## Exercise brief
Return, without anything added, the lines from the one containing "Could you please annotate the red sandstone" through the end of the entries below, exactly as written.

## Input
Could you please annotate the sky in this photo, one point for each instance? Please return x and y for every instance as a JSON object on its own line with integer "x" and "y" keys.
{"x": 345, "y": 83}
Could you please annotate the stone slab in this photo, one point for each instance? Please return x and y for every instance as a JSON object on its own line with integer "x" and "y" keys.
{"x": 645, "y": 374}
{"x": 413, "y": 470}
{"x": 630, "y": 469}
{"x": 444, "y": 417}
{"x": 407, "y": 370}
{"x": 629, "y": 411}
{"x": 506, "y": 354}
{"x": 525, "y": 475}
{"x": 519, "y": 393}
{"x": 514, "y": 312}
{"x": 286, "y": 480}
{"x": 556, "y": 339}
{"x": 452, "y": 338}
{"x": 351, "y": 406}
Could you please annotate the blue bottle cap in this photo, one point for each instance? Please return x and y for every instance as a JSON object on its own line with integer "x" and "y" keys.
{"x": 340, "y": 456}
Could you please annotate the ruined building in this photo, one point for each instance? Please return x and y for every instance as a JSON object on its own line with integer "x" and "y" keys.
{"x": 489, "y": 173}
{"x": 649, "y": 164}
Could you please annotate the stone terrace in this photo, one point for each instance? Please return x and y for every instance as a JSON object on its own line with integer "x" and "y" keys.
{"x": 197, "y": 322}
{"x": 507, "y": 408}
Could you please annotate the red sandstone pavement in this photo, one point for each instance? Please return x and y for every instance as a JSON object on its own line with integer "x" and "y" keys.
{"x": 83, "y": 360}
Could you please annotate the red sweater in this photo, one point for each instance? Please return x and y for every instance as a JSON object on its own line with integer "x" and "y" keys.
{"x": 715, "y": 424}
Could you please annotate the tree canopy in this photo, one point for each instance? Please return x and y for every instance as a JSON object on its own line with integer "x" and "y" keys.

## Response box
Could you please annotate the red sandstone pavement in this photo, one point for each instance? Please return x and y for every instance as a JSON object on its own line with integer "x" and "y" keys.
{"x": 83, "y": 360}
Could you please annotate the red sweater in this photo, one point for each instance? Please return x and y for every instance as a JSON object on its own line with integer "x" and "y" keys.
{"x": 715, "y": 424}
Could you please annotate the tree canopy in this photo, one point for each instance? Please return x and y for every instance as a JSON object on its own line with integer "x" and "y" keys.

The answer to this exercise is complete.